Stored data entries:

== Segment start ==

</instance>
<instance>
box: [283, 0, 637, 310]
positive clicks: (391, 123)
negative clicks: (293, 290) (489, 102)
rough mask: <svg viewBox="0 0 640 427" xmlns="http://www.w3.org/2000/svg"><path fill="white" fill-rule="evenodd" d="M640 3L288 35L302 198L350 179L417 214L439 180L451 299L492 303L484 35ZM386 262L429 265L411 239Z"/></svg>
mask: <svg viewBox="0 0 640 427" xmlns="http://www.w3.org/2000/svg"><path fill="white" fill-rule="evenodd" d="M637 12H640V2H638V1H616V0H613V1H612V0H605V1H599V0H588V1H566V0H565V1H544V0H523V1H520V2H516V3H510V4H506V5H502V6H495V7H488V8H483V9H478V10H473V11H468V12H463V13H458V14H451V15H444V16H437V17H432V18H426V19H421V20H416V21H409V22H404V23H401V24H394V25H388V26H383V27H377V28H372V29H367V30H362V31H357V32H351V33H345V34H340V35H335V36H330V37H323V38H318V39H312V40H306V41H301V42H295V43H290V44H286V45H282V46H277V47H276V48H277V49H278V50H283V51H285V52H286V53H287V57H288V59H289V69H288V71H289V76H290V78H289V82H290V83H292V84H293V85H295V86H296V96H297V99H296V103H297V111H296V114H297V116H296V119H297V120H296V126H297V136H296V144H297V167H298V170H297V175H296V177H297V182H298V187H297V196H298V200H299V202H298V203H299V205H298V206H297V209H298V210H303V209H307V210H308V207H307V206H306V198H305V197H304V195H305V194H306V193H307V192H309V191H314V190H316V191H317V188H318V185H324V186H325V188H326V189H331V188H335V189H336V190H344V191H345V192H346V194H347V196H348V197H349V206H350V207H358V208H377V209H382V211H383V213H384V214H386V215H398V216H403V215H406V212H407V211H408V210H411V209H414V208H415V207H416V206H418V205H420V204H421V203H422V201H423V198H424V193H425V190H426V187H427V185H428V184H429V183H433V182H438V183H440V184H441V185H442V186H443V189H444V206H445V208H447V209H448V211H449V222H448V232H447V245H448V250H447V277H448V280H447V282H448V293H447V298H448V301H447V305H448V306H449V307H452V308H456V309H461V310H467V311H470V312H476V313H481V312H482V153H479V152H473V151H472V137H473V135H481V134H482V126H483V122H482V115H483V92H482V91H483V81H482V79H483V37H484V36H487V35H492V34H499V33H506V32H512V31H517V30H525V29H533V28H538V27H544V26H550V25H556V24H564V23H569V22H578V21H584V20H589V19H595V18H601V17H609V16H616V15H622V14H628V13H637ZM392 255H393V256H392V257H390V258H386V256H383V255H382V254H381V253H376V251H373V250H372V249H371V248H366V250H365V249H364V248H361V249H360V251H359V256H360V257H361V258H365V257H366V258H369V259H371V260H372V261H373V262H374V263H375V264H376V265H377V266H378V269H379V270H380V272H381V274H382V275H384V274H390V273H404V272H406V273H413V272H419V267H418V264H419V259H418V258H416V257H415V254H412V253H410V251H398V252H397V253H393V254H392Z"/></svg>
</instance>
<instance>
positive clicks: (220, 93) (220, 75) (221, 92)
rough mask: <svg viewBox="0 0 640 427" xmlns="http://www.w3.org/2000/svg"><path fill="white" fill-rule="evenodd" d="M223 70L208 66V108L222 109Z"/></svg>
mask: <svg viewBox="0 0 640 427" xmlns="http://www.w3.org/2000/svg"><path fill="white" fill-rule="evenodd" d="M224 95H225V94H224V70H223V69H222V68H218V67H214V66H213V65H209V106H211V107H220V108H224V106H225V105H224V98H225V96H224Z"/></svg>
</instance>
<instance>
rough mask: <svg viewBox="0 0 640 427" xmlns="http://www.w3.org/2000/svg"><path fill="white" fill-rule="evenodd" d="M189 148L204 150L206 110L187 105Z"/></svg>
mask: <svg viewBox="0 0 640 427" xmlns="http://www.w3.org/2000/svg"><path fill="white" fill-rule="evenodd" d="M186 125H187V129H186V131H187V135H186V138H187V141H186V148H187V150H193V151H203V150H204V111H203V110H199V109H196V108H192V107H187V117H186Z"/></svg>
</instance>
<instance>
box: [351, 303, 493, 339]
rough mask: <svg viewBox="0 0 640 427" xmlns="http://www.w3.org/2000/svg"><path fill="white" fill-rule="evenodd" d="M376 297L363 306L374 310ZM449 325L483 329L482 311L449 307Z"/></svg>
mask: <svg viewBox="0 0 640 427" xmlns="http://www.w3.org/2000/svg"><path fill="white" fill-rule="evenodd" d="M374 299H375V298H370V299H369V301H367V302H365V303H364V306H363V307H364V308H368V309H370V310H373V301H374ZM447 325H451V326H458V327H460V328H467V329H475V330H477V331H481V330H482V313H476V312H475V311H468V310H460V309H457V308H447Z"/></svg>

== Segment end ==

▸ **About this task**:
Count the lines of the data that contain the word "positive", and give only that number.

▸ **Reply**:
2